Extrait de page =>
┏━━
Fret ferroviaire en France
En France, le transport de marchandises par train est, après le transport de voyageurs, la seconde activité de transport ferroviaire sur le réseau ferré.
Historique
Le , la première concession de chemin de fer pour le transport de marchandises, essentiellement de la houille est accordée. Elle est inaugurée en juin 1827, est hippomobile et transporte du charbon entre Saint-Étienne et Andrézieux[1]. La ligne est exploitée par la compagnie du chemin de fer de Saint-Étienne à la Loire.
Après 1870, le développement du chemin de fer permet le transport de marchandises, comme la nourriture, la mode ou les colis, principalement vers les villes. Cela permet l'émergence de techniques de conservation des produits frais et périssables, la démocratisation des produits de la mer dans les villes et la spécialisation des régions dans certaines productions[1].
┗━━
Les consignes =>
**a.** Dressez la liste de toutes les lignes des enregistrements ci-dessous où figure le mot « what », en les recopiant sans rien changer.
**b.** Prolongez le texte ci-dessus sur le fret ferroviaire en France, à la suite de sa dernière phrase.

Lignes d'un jeu de données d'étiquetage de cadres =>
┏━━
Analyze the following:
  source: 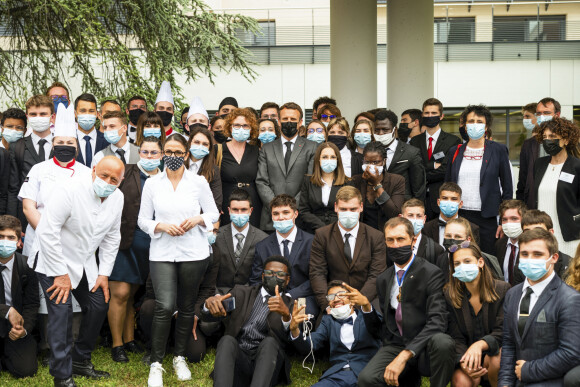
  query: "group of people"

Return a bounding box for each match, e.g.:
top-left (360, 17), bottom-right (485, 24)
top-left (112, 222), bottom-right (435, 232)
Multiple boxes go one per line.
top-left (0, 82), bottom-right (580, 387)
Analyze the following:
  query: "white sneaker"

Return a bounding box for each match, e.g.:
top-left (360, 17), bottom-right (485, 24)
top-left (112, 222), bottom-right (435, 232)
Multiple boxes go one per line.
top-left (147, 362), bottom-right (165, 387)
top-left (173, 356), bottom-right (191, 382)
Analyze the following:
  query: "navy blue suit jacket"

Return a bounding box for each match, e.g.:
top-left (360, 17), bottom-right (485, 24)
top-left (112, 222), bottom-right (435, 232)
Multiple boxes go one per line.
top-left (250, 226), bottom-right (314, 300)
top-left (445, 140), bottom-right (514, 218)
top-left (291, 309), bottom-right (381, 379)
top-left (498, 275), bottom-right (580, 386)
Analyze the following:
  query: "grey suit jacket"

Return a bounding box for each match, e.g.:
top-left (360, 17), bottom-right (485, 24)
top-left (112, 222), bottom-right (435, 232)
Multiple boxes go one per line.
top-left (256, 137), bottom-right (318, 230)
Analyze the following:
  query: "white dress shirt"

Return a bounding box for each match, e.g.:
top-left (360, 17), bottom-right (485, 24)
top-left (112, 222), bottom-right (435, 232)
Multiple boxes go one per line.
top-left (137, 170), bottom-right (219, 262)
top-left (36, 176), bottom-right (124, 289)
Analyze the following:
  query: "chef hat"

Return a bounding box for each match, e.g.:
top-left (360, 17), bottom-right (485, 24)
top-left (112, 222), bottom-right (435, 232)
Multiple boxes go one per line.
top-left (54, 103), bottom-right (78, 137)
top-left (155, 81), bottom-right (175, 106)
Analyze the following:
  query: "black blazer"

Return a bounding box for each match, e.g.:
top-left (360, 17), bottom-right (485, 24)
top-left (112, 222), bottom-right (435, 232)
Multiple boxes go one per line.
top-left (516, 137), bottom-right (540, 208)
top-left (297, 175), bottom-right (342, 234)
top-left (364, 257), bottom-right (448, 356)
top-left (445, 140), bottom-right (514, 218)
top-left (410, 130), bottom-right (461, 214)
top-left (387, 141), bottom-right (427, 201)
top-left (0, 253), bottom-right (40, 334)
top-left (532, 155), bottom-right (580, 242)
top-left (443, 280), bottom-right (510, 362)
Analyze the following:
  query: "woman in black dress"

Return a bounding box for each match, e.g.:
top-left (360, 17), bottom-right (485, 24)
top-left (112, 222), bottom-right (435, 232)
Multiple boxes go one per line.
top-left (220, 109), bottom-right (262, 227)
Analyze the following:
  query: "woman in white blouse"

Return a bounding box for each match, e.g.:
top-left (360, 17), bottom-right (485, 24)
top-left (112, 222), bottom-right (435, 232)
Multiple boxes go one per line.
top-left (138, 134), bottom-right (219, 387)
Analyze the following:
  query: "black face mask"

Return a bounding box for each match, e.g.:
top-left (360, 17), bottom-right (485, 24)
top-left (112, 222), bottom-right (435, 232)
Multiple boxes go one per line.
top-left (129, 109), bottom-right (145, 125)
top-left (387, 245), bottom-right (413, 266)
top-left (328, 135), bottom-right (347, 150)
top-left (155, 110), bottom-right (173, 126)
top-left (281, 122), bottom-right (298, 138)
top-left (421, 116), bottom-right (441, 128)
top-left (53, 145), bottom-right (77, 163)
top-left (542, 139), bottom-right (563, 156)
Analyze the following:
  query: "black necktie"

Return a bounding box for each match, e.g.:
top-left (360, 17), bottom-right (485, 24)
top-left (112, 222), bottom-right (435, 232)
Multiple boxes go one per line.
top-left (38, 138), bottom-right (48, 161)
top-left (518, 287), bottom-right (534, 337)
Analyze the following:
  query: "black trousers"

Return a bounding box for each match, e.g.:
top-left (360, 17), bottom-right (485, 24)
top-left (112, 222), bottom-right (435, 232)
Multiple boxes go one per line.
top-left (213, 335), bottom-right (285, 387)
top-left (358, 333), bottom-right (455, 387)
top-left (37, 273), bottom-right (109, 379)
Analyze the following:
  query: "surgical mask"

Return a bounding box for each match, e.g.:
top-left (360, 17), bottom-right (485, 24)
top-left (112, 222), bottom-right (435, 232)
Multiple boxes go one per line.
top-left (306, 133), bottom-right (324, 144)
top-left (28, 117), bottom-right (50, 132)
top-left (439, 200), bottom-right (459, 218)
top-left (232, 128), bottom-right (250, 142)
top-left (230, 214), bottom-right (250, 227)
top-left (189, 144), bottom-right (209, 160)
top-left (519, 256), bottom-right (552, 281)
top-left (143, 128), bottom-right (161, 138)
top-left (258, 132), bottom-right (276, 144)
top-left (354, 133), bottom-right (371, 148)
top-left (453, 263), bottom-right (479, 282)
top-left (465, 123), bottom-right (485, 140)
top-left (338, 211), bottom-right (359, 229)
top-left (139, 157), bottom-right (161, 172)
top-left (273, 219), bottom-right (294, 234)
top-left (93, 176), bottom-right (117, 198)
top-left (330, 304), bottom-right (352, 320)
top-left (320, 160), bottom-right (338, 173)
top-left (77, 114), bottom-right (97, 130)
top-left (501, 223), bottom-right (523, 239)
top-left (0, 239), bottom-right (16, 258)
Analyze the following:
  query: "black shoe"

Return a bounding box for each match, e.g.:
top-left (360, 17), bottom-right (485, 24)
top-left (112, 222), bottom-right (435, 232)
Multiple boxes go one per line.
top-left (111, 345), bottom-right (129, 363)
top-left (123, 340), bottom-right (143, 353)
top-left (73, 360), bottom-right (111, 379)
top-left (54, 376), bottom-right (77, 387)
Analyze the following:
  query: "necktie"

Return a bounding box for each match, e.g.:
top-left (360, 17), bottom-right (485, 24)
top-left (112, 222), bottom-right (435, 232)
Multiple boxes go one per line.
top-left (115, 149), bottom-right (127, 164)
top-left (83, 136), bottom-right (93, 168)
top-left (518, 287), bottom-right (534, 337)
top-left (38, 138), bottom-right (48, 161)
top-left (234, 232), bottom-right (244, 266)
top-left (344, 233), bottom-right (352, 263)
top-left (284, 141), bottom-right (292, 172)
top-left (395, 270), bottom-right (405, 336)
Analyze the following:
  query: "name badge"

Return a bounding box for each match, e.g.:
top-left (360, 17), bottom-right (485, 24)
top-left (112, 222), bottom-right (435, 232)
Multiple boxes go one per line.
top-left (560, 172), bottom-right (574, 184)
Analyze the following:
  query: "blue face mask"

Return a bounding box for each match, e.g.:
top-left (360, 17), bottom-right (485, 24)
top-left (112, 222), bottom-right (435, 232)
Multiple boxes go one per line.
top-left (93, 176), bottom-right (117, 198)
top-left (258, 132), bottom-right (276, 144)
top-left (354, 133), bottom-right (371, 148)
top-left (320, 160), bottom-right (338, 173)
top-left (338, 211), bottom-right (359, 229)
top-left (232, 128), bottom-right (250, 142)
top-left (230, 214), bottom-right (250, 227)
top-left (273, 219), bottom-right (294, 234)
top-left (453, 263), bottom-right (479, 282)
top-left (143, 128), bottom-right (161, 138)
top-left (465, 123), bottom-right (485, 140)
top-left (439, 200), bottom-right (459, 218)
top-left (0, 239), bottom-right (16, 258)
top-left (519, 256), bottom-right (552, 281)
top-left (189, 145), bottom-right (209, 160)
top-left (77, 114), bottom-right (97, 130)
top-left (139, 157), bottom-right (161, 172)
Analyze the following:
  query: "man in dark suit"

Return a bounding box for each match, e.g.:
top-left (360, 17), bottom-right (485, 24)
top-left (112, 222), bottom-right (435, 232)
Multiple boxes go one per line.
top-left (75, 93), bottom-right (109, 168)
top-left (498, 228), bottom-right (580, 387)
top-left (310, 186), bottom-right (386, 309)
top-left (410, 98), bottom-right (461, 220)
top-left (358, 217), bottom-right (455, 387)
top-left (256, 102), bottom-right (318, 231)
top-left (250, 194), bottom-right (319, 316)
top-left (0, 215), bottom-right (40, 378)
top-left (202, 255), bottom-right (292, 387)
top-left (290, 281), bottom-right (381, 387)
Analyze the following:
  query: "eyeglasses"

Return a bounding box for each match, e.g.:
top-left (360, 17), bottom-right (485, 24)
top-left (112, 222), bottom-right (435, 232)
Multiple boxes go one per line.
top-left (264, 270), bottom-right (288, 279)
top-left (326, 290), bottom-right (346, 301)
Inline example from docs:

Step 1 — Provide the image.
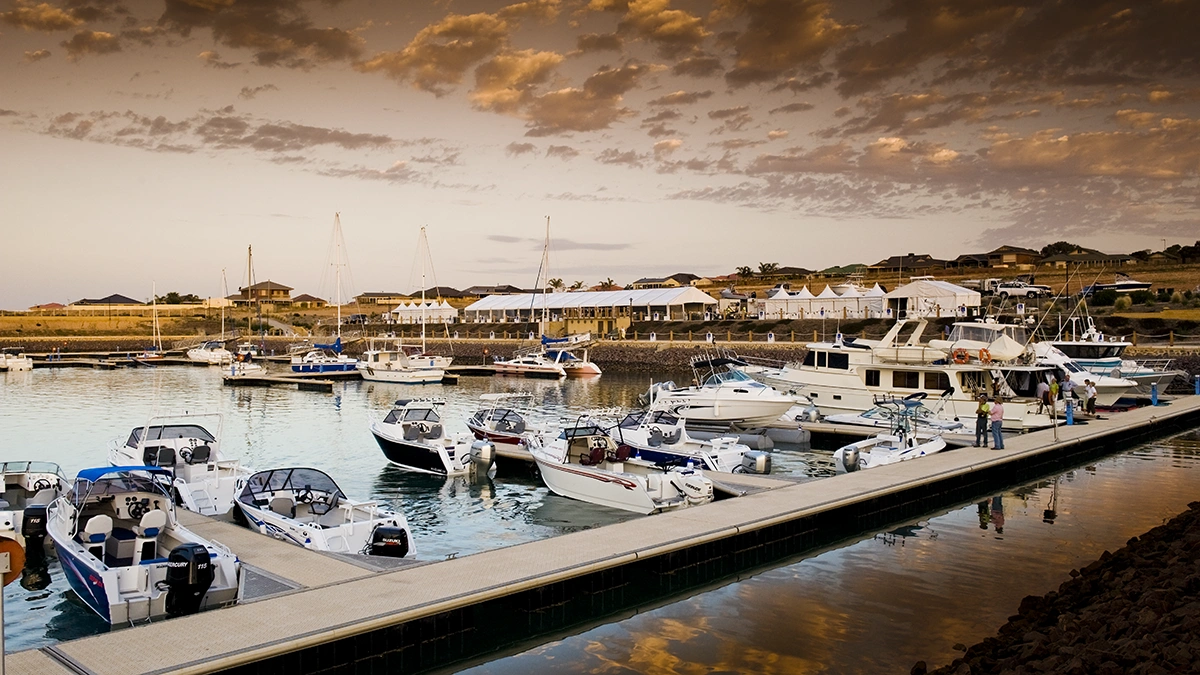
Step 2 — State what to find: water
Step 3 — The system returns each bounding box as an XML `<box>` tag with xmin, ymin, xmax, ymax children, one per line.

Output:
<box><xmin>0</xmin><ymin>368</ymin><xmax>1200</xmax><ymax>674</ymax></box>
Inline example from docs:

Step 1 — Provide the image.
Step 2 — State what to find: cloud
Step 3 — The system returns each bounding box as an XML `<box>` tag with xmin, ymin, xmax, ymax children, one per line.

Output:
┗━━
Les réponses =>
**a.**
Step 2 — State what to find: water
Step 2 — State what to find: cloud

**b.**
À la suite de la Libération de la France, les infrastructures ferroviaires et les wagons sont en grande partie détruits. Le réseau est reconstruit et modernisé entre 1945 et 1950, et dès 1947 le tonnage, qui avait été divisé par trois pendant la Seconde Guerre mondiale, retrouve son niveau de 1939[1].
Pendant la sécheresse de 1976, 650 000 tonnes de paille sont livrées à l'aide de 100 000 wagons dans les régions les plus touchées[1].
Le fret ferroviaire commence son déclin avec le premier choc pétrolier. Le tonnage transporté passe de 75 milliards de t.km[N 1] en 1974 à 64 en 1975 puis 55 en 1998 et 40 en 2005[2].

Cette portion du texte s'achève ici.